### TRY IT:
Your reply must consist of the data below, reproduced character for character.

### RECORDS FOR THE TASK:
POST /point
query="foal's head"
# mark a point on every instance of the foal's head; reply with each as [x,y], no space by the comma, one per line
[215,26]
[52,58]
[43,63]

### RESULT OF THIS EXERCISE:
POST /point
query="foal's head"
# mark a point on every instance of the foal's head; reply with each as [x,y], no space by the comma, one per line
[215,26]
[52,58]
[43,63]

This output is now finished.